* _Document segment_:
It is also necessary to understand the unique learning style of students with Asperger's, so that we understand why we are teaching a particular concept and how best to present the information to help maximize the students' acquisition of information. It is also helpful to assess students' strengths and weaknesses within the pragmatic and social cognitive domains using available social skills rating scales.
The question remains: where do you start intervention? My conceptual model includes a hierarchy of social skills:
- Pre-requisite skills
- Theory of mind
- Making a positive impression
- Becoming aware of others and themselves
- Entry-level skills
- Thinking in questions
- Finding common interests
- Having conversations
- More advanced skills
- Joining in conversations
- Dealing with sarcasm/teasing
Student Role Models
The success of our program is due in part to the general education students who participate in the "Yes I Can!" program. These students are recommended as peer mentors and act as social role models for students with Asperger's syndrome. During a class discussion, the peer mentors suggested that they were capable of teaching—not just helping with—the social skill lessons. The peer mentors coined the term Social Strategy Teams, and the model shifted from direct instruction by an adult to a student-led lesson, with direct supervision from the SLP, teacher, and instructional assistants. The content for lessons included a variety of commercial resources and information from experts in the field of autism.

[Records from a dataset]
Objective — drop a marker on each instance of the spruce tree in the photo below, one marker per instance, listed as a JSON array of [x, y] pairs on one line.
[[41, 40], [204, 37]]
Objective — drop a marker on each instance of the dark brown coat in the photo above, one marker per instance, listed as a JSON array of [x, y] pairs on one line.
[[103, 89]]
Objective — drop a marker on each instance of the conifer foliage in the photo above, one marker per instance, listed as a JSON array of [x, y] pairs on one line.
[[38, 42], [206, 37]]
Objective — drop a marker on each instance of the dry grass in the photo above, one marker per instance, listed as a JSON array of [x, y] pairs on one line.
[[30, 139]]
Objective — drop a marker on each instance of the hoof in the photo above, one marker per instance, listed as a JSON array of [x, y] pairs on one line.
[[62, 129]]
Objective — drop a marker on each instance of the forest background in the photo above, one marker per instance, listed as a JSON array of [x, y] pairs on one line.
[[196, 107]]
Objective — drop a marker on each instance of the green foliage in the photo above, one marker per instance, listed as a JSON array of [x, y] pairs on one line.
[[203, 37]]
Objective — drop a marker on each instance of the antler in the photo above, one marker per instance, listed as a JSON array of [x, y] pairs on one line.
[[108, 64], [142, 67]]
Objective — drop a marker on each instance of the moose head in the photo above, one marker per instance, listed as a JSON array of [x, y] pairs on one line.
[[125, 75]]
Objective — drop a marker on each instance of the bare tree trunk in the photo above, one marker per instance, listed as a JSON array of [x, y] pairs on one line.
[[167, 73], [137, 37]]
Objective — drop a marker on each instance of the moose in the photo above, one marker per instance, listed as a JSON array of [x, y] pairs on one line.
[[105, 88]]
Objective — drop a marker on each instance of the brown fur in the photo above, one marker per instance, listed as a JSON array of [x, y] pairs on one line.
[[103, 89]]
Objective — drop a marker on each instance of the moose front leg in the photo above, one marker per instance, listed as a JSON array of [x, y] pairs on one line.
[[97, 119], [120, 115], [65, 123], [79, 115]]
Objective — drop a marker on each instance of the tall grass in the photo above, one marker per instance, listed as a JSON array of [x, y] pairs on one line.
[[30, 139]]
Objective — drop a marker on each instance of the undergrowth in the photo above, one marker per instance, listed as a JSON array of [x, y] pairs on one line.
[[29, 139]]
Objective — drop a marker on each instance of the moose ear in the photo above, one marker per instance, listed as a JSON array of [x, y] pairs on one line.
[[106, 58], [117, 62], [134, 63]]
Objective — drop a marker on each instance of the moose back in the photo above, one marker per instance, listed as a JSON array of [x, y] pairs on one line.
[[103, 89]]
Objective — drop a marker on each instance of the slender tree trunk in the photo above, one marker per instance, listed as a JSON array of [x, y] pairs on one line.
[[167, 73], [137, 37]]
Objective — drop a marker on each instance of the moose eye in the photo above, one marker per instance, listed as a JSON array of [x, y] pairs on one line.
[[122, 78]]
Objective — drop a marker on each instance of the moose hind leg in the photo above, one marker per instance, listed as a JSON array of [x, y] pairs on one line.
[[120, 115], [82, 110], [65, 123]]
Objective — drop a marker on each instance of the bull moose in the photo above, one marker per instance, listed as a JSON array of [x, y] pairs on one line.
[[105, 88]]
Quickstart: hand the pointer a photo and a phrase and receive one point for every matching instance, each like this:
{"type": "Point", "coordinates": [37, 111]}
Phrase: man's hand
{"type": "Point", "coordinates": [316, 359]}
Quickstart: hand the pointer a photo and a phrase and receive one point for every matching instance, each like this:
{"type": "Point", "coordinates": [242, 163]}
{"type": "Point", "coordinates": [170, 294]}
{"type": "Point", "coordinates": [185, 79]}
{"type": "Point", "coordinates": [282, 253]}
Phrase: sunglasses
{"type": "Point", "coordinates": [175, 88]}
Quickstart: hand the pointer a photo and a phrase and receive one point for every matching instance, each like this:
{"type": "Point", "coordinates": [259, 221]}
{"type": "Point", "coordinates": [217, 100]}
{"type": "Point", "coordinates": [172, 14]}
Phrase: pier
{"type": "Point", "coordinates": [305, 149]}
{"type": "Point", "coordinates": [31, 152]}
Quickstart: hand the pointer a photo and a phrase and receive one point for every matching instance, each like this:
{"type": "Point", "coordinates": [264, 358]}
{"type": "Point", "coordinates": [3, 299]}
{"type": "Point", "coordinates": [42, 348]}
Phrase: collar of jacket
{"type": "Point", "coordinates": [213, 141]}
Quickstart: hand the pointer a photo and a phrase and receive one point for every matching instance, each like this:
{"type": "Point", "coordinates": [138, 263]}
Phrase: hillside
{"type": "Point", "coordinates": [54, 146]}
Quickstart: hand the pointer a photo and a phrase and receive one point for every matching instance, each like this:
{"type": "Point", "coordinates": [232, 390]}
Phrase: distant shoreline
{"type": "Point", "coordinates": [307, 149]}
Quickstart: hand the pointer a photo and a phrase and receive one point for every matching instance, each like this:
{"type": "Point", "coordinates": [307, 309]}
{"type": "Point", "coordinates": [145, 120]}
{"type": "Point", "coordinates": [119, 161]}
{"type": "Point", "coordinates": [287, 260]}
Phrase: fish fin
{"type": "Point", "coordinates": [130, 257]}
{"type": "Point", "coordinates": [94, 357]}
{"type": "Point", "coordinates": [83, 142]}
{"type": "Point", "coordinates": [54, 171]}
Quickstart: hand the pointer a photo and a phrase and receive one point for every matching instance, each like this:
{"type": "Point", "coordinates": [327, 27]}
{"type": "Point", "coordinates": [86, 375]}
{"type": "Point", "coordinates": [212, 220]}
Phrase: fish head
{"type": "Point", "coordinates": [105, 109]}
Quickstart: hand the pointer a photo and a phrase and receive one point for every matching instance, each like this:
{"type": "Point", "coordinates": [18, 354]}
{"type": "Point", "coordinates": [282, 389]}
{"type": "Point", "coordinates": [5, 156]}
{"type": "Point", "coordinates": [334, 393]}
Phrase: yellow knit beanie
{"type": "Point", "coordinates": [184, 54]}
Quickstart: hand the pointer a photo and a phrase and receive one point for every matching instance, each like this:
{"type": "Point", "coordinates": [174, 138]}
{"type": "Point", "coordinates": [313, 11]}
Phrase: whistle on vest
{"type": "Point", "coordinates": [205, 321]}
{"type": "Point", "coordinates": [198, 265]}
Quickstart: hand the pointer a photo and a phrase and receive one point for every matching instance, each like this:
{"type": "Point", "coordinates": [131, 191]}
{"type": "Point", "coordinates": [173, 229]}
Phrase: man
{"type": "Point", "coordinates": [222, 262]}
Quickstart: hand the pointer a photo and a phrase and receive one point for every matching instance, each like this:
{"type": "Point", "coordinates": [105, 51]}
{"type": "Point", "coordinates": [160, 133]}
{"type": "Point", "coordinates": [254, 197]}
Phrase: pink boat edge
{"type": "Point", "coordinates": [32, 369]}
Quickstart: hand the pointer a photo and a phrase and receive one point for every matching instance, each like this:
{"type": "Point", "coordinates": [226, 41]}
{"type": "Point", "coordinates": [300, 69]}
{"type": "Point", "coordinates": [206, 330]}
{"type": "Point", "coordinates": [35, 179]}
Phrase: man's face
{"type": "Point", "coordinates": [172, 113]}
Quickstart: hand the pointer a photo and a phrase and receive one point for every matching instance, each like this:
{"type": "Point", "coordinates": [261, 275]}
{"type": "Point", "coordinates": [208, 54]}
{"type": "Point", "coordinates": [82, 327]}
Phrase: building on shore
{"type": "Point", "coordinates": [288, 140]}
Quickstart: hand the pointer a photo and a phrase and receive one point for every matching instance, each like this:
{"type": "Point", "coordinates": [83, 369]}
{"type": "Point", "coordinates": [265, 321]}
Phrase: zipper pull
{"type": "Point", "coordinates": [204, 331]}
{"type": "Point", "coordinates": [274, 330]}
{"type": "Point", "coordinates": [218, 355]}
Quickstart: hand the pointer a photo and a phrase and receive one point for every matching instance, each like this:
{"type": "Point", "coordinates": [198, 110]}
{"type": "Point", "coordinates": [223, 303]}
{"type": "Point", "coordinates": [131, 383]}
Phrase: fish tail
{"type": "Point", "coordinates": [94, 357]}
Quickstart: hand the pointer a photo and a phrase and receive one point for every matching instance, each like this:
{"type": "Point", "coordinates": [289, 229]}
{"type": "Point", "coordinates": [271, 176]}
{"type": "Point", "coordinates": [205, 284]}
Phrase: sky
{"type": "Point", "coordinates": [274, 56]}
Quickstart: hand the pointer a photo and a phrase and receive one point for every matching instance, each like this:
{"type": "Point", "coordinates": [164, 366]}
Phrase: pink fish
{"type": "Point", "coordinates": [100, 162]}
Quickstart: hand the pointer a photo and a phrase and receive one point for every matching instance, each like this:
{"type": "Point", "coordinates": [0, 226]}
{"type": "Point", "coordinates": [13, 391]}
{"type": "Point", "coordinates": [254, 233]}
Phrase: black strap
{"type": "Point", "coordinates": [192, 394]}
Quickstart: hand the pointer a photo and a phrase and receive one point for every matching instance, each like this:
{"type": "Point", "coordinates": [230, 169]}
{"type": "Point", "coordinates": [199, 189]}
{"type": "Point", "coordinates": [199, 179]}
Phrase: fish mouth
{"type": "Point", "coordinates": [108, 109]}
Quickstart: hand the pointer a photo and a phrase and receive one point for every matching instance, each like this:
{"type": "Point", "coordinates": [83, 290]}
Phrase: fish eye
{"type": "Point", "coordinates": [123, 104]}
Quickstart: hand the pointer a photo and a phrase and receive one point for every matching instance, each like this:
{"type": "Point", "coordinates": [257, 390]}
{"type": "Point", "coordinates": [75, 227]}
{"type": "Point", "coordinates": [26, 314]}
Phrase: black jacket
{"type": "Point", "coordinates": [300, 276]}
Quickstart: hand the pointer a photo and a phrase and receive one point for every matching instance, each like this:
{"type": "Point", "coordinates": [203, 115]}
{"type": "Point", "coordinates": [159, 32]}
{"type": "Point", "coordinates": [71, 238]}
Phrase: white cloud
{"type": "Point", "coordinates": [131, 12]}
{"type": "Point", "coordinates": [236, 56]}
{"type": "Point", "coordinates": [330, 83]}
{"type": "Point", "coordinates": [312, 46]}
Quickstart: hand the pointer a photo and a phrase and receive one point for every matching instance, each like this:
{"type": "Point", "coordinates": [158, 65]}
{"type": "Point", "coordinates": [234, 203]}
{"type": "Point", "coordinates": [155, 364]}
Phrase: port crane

* _Assignment_: Reproduce everything from "It is also necessary" down to "skills rating scales." in the passage on social skills for students with Asperger's. The data is unrelated to the passage on social skills for students with Asperger's and stands apart from it.

* _Your response_:
It is also necessary to understand the unique learning style of students with Asperger's, so that we understand why we are teaching a particular concept and how best to present the information to help maximize the students' acquisition of information. It is also helpful to assess students' strengths and weaknesses within the pragmatic and social cognitive domains using available social skills rating scales.